> **Activity**
Reproduce the entries in full. Exclude all images from the copy.

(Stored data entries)
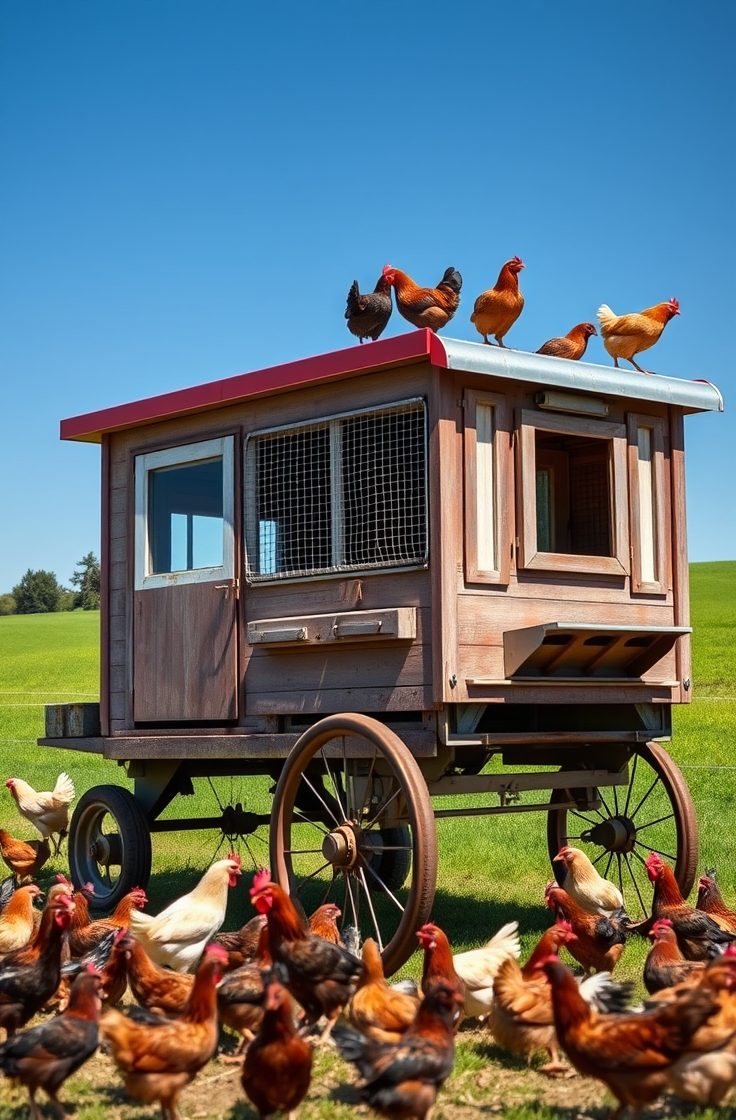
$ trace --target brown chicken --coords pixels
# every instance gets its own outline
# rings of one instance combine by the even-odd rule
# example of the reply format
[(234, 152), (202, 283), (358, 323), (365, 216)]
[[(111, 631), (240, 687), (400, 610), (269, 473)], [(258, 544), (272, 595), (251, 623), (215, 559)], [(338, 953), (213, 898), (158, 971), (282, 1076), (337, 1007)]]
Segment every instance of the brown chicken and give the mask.
[(277, 980), (266, 986), (263, 1025), (248, 1047), (241, 1077), (245, 1095), (262, 1118), (294, 1117), (312, 1077), (312, 1047), (297, 1033), (291, 997)]
[(718, 884), (710, 875), (701, 875), (698, 879), (698, 901), (695, 908), (717, 922), (721, 929), (736, 933), (736, 913), (726, 906)]
[(126, 935), (127, 930), (117, 931), (110, 954), (100, 972), (102, 998), (111, 1007), (120, 1003), (128, 987), (128, 958), (123, 944)]
[(361, 345), (364, 338), (372, 338), (375, 342), (381, 337), (391, 318), (392, 310), (391, 285), (384, 275), (379, 276), (372, 292), (363, 295), (360, 294), (358, 281), (353, 280), (348, 292), (345, 318), (348, 321), (348, 330), (360, 339)]
[(159, 1101), (163, 1120), (179, 1120), (177, 1101), (217, 1049), (216, 987), (226, 953), (209, 945), (194, 977), (192, 995), (181, 1019), (149, 1017), (136, 1022), (114, 1008), (100, 1023), (125, 1090), (136, 1100)]
[(350, 1022), (368, 1038), (399, 1042), (418, 1007), (416, 996), (398, 992), (386, 982), (378, 945), (367, 937), (363, 942), (363, 975), (348, 1005)]
[(718, 1010), (667, 1071), (667, 1086), (683, 1100), (720, 1105), (736, 1083), (736, 953), (732, 948), (706, 966), (699, 986), (714, 993)]
[(112, 930), (128, 929), (132, 911), (142, 910), (148, 902), (146, 892), (140, 887), (133, 887), (121, 898), (109, 918), (98, 918), (93, 922), (90, 921), (87, 893), (93, 893), (89, 885), (74, 895), (74, 918), (69, 930), (69, 949), (73, 957), (92, 952)]
[(424, 950), (422, 967), (422, 993), (424, 995), (434, 984), (453, 984), (465, 995), (465, 986), (455, 971), (452, 948), (447, 934), (433, 922), (427, 922), (417, 931), (419, 944)]
[[(59, 774), (52, 790), (38, 793), (22, 778), (8, 778), (5, 783), (12, 793), (18, 812), (34, 825), (44, 840), (52, 839), (58, 854), (67, 834), (69, 806), (74, 800), (74, 782), (68, 774)], [(58, 840), (54, 836), (58, 835)]]
[(335, 906), (334, 902), (326, 902), (324, 906), (319, 906), (309, 919), (309, 932), (344, 949), (345, 945), (337, 928), (337, 919), (341, 914), (342, 910), (339, 906)]
[(384, 266), (384, 279), (394, 289), (400, 315), (415, 327), (428, 327), (435, 333), (446, 327), (460, 306), (463, 278), (456, 268), (445, 269), (436, 288), (420, 288), (405, 272)]
[(688, 906), (680, 893), (672, 869), (657, 852), (646, 860), (647, 875), (654, 884), (652, 915), (655, 919), (669, 918), (677, 943), (688, 961), (707, 961), (722, 953), (725, 946), (736, 941), (736, 934), (729, 933), (702, 910)]
[(438, 981), (399, 1043), (336, 1028), (340, 1053), (363, 1078), (358, 1092), (366, 1104), (389, 1120), (426, 1120), (455, 1064), (455, 1024), (462, 1005), (457, 986)]
[(322, 1038), (328, 1038), (355, 991), (362, 962), (339, 945), (305, 930), (293, 902), (271, 882), (269, 871), (258, 871), (253, 877), (250, 897), (259, 914), (266, 915), (271, 955), (286, 969), (287, 988), (304, 1008), (308, 1023), (325, 1016)]
[(624, 951), (628, 935), (625, 919), (584, 910), (562, 887), (549, 883), (545, 901), (559, 921), (569, 922), (575, 940), (566, 946), (568, 953), (586, 972), (613, 972)]
[(524, 297), (519, 291), (519, 273), (524, 268), (521, 257), (506, 261), (498, 274), (495, 288), (481, 292), (475, 301), (470, 322), (475, 323), (478, 334), (490, 346), (492, 334), (499, 346), (505, 346), (504, 335), (513, 327), (524, 308)]
[(31, 1120), (41, 1120), (39, 1089), (47, 1094), (55, 1116), (65, 1116), (58, 1092), (66, 1079), (91, 1058), (99, 1045), (102, 1001), (100, 977), (84, 971), (76, 978), (62, 1015), (9, 1038), (0, 1046), (0, 1069), (28, 1089)]
[(578, 323), (561, 338), (550, 338), (539, 347), (537, 353), (579, 362), (588, 348), (588, 339), (594, 334), (597, 335), (598, 331), (592, 323)]
[(600, 1015), (562, 961), (550, 957), (542, 968), (552, 986), (558, 1041), (579, 1073), (596, 1077), (616, 1097), (611, 1120), (627, 1105), (638, 1110), (659, 1096), (668, 1067), (718, 1007), (712, 993), (695, 988), (651, 1011)]
[(68, 895), (47, 900), (33, 940), (2, 962), (0, 1026), (8, 1037), (32, 1019), (59, 987), (61, 950), (73, 910)]
[(580, 848), (560, 848), (552, 860), (565, 868), (562, 889), (567, 891), (573, 902), (591, 914), (605, 914), (606, 917), (624, 905), (624, 896), (614, 884), (599, 875), (593, 863)]
[(16, 840), (0, 828), (0, 856), (19, 879), (37, 875), (50, 855), (48, 840)]
[[(161, 968), (131, 933), (121, 942), (128, 962), (128, 983), (133, 998), (154, 1015), (177, 1019), (192, 994), (194, 976), (190, 972), (172, 972)], [(222, 946), (220, 946), (222, 948)], [(222, 950), (225, 952), (225, 950)]]
[(668, 303), (658, 303), (633, 315), (615, 315), (608, 304), (602, 303), (598, 308), (598, 321), (603, 345), (613, 358), (613, 364), (618, 368), (618, 360), (623, 358), (639, 373), (650, 373), (651, 370), (637, 365), (634, 358), (654, 346), (670, 319), (679, 314), (680, 305), (674, 297)]
[(653, 995), (685, 981), (695, 982), (705, 968), (703, 961), (687, 961), (680, 952), (669, 918), (660, 918), (649, 931), (653, 944), (644, 962), (644, 987)]
[(212, 940), (216, 945), (222, 945), (227, 953), (225, 972), (232, 972), (240, 968), (247, 961), (252, 961), (258, 952), (258, 940), (261, 930), (266, 924), (263, 914), (256, 914), (246, 922), (242, 929), (226, 930), (216, 933)]
[(36, 928), (33, 900), (41, 894), (35, 883), (19, 887), (10, 902), (0, 914), (0, 954), (12, 953), (22, 949), (33, 936)]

> **Output for this exercise**
$ trace --target brown chicken --coords pixels
# every instance gets its own outline
# rings of one instance combine by the even-odd rule
# example of the reply format
[(234, 152), (202, 283), (358, 323), (365, 216)]
[[(111, 631), (240, 687), (400, 610), (269, 473)], [(258, 544), (272, 595), (251, 623), (215, 559)], [(338, 953), (213, 898), (158, 971), (282, 1076), (337, 1007)]]
Segment every instance of the brown chicken and give the mask.
[(277, 980), (266, 986), (263, 1025), (248, 1047), (241, 1077), (245, 1095), (262, 1118), (294, 1117), (312, 1077), (312, 1047), (297, 1033), (291, 997)]
[(718, 884), (710, 875), (701, 875), (698, 879), (698, 901), (695, 908), (717, 922), (721, 929), (736, 933), (736, 913), (726, 906)]
[(126, 935), (127, 930), (117, 931), (110, 954), (100, 972), (102, 998), (111, 1007), (120, 1003), (128, 987), (128, 958), (123, 944)]
[(361, 345), (364, 338), (372, 338), (375, 342), (381, 337), (391, 318), (392, 310), (391, 285), (384, 275), (379, 276), (372, 292), (363, 295), (360, 294), (358, 281), (353, 280), (348, 292), (345, 318), (348, 321), (348, 330), (360, 339)]
[(159, 1101), (163, 1120), (179, 1120), (177, 1101), (217, 1049), (216, 987), (226, 953), (209, 945), (194, 977), (192, 995), (181, 1019), (149, 1017), (136, 1022), (114, 1008), (100, 1023), (125, 1090), (136, 1100)]
[(350, 1022), (368, 1038), (399, 1042), (418, 1007), (416, 996), (398, 992), (386, 982), (378, 945), (367, 937), (363, 942), (363, 975), (348, 1005)]
[(718, 1010), (667, 1071), (667, 1086), (683, 1100), (720, 1105), (736, 1083), (736, 953), (732, 948), (706, 966), (699, 986), (714, 993)]
[(112, 930), (128, 929), (132, 911), (142, 910), (148, 902), (146, 892), (140, 887), (133, 887), (121, 898), (109, 918), (98, 918), (93, 922), (90, 921), (87, 893), (93, 893), (89, 885), (74, 895), (74, 918), (69, 930), (69, 949), (73, 957), (92, 952)]
[(424, 950), (422, 967), (422, 993), (424, 995), (434, 984), (453, 984), (465, 995), (465, 986), (455, 971), (452, 948), (447, 934), (433, 922), (427, 922), (417, 931), (419, 944)]
[[(59, 774), (52, 790), (38, 793), (22, 778), (8, 778), (5, 783), (12, 793), (18, 812), (34, 825), (44, 840), (52, 839), (58, 854), (67, 834), (69, 806), (74, 800), (74, 782), (68, 774)], [(58, 840), (54, 836), (58, 835)]]
[(335, 906), (334, 902), (326, 902), (324, 906), (319, 906), (309, 919), (309, 932), (344, 949), (345, 945), (337, 928), (337, 919), (341, 914), (342, 910), (339, 906)]
[(384, 266), (384, 279), (394, 289), (400, 315), (415, 327), (428, 327), (435, 333), (446, 327), (460, 306), (463, 278), (456, 268), (445, 269), (436, 288), (420, 288), (405, 272)]
[(688, 906), (680, 893), (672, 869), (657, 852), (646, 860), (647, 875), (654, 884), (652, 915), (655, 919), (669, 918), (677, 943), (688, 961), (707, 961), (722, 953), (725, 946), (736, 941), (736, 934), (729, 933), (702, 910)]
[(438, 981), (399, 1043), (336, 1028), (340, 1053), (363, 1078), (358, 1092), (366, 1104), (389, 1120), (426, 1120), (455, 1064), (455, 1024), (462, 1005), (457, 986)]
[(322, 1038), (328, 1038), (355, 991), (362, 962), (339, 945), (305, 930), (293, 902), (271, 882), (269, 871), (258, 871), (253, 877), (250, 897), (259, 914), (266, 915), (271, 955), (286, 969), (287, 988), (304, 1008), (308, 1023), (325, 1016)]
[(624, 951), (628, 935), (625, 919), (584, 910), (562, 887), (549, 883), (545, 901), (559, 921), (569, 922), (575, 940), (566, 946), (568, 953), (586, 972), (613, 972)]
[(524, 297), (519, 291), (519, 273), (524, 268), (521, 257), (506, 261), (498, 274), (495, 288), (481, 292), (475, 301), (470, 322), (475, 323), (478, 334), (490, 346), (492, 334), (499, 346), (505, 346), (504, 335), (513, 327), (524, 308)]
[(31, 1120), (41, 1120), (39, 1089), (47, 1094), (55, 1116), (65, 1116), (58, 1092), (66, 1079), (91, 1058), (99, 1045), (102, 1001), (100, 977), (84, 971), (76, 978), (62, 1015), (9, 1038), (0, 1046), (0, 1069), (28, 1089)]
[(578, 323), (561, 338), (550, 338), (539, 347), (537, 353), (579, 362), (588, 348), (588, 339), (594, 334), (597, 335), (598, 331), (592, 323)]
[(600, 1015), (562, 961), (550, 957), (542, 968), (552, 986), (558, 1041), (579, 1073), (596, 1077), (616, 1097), (611, 1120), (627, 1105), (638, 1110), (659, 1096), (668, 1067), (718, 1007), (712, 993), (695, 988), (651, 1011)]
[(68, 895), (47, 900), (33, 940), (2, 962), (0, 1026), (8, 1037), (32, 1019), (59, 987), (61, 950), (73, 910)]
[(580, 848), (560, 848), (552, 860), (565, 868), (562, 889), (567, 891), (573, 902), (591, 914), (605, 914), (606, 917), (624, 905), (624, 896), (614, 884), (599, 875), (593, 863)]
[(16, 840), (0, 828), (0, 856), (19, 879), (37, 875), (50, 855), (48, 840)]
[[(161, 968), (131, 933), (121, 942), (128, 962), (128, 983), (133, 998), (154, 1015), (177, 1019), (192, 994), (194, 976), (190, 972), (172, 972)], [(222, 946), (220, 946), (222, 948)], [(222, 950), (225, 952), (225, 950)]]
[(668, 303), (658, 303), (633, 315), (615, 315), (608, 304), (602, 303), (598, 308), (598, 321), (603, 345), (613, 358), (613, 364), (618, 368), (618, 360), (623, 358), (639, 373), (650, 373), (651, 370), (637, 365), (634, 358), (654, 346), (670, 319), (679, 314), (680, 305), (674, 297)]
[(653, 995), (685, 981), (695, 982), (705, 968), (703, 961), (687, 961), (680, 952), (669, 918), (660, 918), (649, 931), (653, 944), (644, 962), (644, 987)]
[(212, 940), (216, 945), (222, 945), (227, 953), (225, 972), (232, 972), (240, 968), (247, 961), (252, 961), (258, 952), (258, 940), (261, 930), (266, 924), (263, 914), (256, 914), (246, 922), (242, 929), (226, 930), (216, 933)]
[(36, 928), (33, 900), (41, 894), (35, 883), (19, 887), (10, 902), (0, 914), (0, 954), (12, 953), (22, 949), (33, 936)]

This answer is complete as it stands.